▶ **TRECHO FORNECIDO**
= = =

E tem, obviamente, uma galera que é racista mesmo. Eu conheço, sei que é puro racismo. Sei de um pessoal que é simplesmente violento e entrou na polícia para ter licença para apontar fuzil na cara de gente preta sem que o resto da sociedade percebesse que são racistas (bom, eu sou preto e percebi desde a época da escola, né?). Como eu tenho a impressão de que mesmo a base do militarismo (os praças) estão passando por um novo processo de embranquecimento (ATENÇÃO! É impressão minha e ainda não tenho certeza do que tô falando), essa veia racista da polícia militar tende a crescer. E claro, isso me deixa com medo. O agente de segurança pública que deveria fazer eu me sentir seguro se torna uma ameaça. Não tem Chapolim Colorado para nos proteger.
Enfim, mas a maioria da minha bolha parece compartilhar meus sentimentos. O problema é que essa bolha é online. A minoria de pessoas que acham ótimo que “134 bandidos (sic) morreram” acaba sendo a maioria das pessoas que eu conheço pessoalmente. E isso traz um sentimento ferrado de solidão em meio ao desespero, de muito isolamento social.
Quando houve a Chacina do Jacarezinho, que deixou 28 mortos, eu tive uma discussão intensa e emocionalmente desgastante com meu pai. Afinal, questionar estas operações violentas geralmente cai numa ideia de inércia contra o crime. Como se as únicas opções fossem “subir na favela e deixar corpo no chão” ou deixar o crime organizado dominar.

= = =

▶ **Rótulos de pontos de objetos**
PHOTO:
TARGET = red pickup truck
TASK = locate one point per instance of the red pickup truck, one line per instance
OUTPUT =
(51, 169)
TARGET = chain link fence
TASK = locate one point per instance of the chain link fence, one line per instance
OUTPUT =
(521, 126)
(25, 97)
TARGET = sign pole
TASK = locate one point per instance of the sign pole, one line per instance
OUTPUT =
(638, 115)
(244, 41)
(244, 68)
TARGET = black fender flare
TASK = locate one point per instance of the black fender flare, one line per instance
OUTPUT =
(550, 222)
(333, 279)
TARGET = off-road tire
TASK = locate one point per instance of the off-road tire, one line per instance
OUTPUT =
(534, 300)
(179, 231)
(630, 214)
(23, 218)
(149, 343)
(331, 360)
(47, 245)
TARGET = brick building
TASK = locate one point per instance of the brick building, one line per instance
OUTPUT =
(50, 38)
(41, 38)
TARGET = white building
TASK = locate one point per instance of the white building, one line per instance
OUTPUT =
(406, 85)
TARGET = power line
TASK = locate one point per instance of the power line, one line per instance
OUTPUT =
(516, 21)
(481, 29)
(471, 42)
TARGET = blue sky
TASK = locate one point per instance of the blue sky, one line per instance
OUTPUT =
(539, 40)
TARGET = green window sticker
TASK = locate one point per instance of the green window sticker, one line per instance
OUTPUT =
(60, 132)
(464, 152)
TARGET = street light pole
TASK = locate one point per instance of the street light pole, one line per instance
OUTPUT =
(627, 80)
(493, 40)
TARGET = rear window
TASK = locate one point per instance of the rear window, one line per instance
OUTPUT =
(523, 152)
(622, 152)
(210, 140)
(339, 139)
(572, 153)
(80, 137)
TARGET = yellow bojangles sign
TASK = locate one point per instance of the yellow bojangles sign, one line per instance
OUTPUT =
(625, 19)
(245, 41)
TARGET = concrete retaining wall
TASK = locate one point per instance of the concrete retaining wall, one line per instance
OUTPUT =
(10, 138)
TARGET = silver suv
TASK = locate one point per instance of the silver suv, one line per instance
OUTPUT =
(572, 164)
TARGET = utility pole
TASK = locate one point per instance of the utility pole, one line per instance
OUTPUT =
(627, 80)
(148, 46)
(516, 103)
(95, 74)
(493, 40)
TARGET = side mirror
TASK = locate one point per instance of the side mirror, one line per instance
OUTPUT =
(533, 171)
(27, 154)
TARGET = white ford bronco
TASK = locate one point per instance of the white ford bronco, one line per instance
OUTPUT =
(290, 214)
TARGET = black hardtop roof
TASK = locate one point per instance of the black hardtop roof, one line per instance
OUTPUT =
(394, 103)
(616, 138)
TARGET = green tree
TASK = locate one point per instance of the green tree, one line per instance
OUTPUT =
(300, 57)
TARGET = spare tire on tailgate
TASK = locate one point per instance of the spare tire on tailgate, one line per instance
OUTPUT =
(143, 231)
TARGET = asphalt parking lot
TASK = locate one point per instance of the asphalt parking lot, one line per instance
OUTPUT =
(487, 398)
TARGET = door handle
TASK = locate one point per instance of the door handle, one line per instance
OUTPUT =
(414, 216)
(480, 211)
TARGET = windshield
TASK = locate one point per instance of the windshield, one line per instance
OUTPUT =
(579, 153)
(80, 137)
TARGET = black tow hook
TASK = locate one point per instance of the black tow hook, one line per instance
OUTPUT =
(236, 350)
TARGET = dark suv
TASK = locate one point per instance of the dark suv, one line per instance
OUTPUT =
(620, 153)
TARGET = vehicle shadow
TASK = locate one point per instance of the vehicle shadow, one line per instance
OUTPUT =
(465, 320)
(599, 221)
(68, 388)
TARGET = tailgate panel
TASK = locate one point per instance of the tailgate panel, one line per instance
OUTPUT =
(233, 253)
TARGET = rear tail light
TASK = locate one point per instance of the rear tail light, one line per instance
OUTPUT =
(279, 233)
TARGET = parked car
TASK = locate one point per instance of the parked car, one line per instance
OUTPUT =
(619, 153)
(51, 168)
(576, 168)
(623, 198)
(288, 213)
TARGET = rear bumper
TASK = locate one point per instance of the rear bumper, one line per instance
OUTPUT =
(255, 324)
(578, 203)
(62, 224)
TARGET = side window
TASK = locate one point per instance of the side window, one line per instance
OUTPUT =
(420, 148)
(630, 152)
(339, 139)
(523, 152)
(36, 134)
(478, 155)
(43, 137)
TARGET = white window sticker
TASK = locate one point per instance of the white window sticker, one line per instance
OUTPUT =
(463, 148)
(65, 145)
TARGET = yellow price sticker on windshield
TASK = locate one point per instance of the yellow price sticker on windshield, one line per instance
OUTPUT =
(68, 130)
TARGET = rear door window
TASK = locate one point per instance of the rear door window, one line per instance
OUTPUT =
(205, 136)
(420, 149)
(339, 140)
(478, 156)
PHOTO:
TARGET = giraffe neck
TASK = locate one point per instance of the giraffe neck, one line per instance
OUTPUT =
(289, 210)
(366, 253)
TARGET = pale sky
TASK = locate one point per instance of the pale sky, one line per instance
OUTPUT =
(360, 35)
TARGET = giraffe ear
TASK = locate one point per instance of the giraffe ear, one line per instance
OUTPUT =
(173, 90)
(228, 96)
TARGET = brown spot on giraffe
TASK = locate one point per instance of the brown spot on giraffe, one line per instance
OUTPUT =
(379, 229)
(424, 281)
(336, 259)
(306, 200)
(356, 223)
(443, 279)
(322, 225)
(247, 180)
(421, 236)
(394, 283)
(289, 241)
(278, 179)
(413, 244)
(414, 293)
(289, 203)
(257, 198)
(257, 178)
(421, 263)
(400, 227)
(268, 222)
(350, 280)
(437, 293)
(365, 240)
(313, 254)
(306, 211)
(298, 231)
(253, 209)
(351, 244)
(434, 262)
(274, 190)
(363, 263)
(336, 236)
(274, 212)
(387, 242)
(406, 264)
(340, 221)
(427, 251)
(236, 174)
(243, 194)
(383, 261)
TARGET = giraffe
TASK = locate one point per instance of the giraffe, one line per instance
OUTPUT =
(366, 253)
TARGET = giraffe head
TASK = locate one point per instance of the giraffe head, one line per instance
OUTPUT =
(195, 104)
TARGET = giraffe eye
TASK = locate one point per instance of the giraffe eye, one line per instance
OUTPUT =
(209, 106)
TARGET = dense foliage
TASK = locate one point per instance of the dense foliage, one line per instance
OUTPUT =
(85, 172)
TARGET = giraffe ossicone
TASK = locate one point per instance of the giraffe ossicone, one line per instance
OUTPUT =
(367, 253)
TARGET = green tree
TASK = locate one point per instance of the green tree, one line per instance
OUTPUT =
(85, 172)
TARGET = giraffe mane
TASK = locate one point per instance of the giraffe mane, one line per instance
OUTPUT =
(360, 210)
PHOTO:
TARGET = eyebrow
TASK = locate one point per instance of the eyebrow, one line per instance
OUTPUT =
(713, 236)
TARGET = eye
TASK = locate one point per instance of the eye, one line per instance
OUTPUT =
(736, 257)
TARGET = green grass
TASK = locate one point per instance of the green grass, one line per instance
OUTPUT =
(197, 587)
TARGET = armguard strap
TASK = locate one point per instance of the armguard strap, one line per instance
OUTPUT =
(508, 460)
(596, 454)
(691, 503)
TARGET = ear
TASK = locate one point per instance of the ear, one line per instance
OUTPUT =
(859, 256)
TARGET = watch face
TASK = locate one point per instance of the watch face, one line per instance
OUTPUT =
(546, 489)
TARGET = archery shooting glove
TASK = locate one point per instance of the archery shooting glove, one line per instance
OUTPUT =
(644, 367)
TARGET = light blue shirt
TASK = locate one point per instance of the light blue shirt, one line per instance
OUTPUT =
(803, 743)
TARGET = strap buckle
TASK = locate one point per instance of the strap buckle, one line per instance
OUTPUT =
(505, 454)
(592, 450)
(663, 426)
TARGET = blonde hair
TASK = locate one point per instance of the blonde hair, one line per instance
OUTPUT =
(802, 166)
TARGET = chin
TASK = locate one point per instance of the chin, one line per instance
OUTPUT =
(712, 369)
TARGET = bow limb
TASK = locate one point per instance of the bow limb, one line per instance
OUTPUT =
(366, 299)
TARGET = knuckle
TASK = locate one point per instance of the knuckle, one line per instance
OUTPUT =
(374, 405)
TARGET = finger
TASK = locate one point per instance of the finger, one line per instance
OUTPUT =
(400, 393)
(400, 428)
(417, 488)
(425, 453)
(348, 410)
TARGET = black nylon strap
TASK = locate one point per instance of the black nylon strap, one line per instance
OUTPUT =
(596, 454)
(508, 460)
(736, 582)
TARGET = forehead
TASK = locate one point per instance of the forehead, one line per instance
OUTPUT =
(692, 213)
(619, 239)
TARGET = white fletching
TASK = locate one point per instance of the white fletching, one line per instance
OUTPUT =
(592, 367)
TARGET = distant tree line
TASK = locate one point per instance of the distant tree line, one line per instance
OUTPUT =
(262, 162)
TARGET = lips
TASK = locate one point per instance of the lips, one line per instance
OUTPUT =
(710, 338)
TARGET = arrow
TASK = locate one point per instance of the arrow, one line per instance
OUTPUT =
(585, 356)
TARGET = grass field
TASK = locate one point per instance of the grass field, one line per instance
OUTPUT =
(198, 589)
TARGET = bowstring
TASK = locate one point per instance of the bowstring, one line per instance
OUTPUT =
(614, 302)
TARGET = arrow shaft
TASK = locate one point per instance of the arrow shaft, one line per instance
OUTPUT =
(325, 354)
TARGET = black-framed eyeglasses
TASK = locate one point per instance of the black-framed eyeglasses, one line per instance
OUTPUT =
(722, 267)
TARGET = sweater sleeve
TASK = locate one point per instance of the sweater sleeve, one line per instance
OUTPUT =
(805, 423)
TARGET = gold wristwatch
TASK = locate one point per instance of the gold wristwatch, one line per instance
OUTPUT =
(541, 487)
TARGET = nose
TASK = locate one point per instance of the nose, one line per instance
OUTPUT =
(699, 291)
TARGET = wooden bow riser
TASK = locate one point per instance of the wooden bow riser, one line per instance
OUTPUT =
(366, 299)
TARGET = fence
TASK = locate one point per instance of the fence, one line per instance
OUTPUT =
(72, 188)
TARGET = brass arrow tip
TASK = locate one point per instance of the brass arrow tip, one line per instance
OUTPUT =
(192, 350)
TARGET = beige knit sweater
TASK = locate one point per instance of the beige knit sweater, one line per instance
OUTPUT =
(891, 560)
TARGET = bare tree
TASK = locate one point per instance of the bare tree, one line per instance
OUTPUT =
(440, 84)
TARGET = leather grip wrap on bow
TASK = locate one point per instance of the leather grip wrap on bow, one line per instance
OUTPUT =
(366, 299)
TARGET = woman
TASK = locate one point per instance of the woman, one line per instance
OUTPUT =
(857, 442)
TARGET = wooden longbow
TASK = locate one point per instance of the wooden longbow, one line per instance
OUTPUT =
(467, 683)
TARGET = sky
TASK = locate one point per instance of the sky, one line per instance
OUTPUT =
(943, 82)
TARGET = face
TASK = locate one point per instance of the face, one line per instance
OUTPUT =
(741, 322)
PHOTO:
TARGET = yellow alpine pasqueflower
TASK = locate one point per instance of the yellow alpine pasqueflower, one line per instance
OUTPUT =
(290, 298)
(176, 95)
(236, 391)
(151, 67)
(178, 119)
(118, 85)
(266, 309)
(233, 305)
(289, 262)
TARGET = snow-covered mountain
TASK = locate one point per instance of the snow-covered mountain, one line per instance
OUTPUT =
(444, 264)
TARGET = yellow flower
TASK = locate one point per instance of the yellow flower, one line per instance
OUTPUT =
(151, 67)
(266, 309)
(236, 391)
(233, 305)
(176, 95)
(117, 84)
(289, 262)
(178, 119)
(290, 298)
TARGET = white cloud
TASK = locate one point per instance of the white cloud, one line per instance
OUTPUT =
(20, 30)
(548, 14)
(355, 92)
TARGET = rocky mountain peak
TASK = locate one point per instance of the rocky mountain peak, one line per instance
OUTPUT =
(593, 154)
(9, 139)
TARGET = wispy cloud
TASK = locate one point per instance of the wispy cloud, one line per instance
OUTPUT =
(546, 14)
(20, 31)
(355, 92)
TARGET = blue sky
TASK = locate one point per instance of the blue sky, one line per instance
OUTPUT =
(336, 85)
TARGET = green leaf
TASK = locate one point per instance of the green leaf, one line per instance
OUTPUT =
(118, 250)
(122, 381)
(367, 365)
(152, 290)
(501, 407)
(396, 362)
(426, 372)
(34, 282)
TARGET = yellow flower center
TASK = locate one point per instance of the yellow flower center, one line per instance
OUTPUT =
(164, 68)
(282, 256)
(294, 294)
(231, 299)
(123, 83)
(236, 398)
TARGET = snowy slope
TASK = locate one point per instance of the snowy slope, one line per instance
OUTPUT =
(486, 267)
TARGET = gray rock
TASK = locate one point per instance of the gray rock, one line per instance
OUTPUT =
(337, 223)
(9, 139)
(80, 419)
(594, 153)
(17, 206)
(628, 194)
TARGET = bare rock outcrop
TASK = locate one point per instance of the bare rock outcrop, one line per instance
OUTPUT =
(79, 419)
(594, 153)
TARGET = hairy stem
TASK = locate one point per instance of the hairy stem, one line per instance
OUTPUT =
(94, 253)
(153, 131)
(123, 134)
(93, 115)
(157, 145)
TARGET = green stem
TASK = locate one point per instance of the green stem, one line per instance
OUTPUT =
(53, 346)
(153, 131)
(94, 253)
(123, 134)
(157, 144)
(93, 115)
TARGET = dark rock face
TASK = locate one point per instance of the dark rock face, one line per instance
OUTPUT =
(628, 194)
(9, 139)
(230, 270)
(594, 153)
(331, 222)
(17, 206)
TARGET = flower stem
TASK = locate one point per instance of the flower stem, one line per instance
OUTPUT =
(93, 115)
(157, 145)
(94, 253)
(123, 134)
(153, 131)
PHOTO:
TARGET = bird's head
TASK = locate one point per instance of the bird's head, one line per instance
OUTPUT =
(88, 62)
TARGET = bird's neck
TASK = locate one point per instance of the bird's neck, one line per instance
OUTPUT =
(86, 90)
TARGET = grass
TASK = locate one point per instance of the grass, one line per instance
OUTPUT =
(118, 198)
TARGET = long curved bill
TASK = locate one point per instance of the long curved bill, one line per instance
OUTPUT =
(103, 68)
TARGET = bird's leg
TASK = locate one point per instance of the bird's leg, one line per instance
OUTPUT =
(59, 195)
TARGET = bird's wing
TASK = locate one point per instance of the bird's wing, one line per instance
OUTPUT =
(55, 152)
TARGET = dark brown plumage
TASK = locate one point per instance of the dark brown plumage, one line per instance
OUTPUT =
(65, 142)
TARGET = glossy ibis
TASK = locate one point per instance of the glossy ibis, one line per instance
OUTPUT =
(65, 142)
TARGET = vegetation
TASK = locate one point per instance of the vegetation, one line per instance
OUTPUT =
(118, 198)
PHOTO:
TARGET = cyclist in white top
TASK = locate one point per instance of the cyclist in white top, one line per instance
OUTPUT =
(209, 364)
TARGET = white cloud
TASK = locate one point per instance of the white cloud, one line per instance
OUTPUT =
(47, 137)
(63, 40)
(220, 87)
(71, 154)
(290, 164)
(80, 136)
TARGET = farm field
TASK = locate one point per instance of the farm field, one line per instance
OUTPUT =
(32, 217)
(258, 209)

= = =

▶ **INSTRUÇÕES DO EXERCÍCIO**
1: Reproduza o trecho sobre violência policial sem alterações, começando em "Enfim, mas a" e seguindo até "crime organizado dominar.".
2: Identifique nas entradas todas as linhas que contêm a palavra "mountain" e copie cada uma delas.

▶ **RESPOSTAS POR TAREFA**
1:
Enfim, mas a maioria da minha bolha parece compartilhar meus sentimentos. O problema é que essa bolha é online. A minoria de pessoas que acham ótimo que “134 bandidos (sic) morreram” acaba sendo a maioria das pessoas que eu conheço pessoalmente. E isso traz um sentimento ferrado de solidão em meio ao desespero, de muito isolamento social.
Quando houve a Chacina do Jacarezinho, que deixou 28 mortos, eu tive uma discussão intensa e emocionalmente desgastante com meu pai. Afinal, questionar estas operações violentas geralmente cai numa ideia de inércia contra o crime. Como se as únicas opções fossem “subir na favela e deixar corpo no chão” ou deixar o crime organizado dominar.

2:
TARGET = snow-covered mountain
TASK = locate one point per instance of the snow-covered mountain, one line per instance
TARGET = rocky mountain peak
TASK = locate one point per instance of the rocky mountain peak, one line per instance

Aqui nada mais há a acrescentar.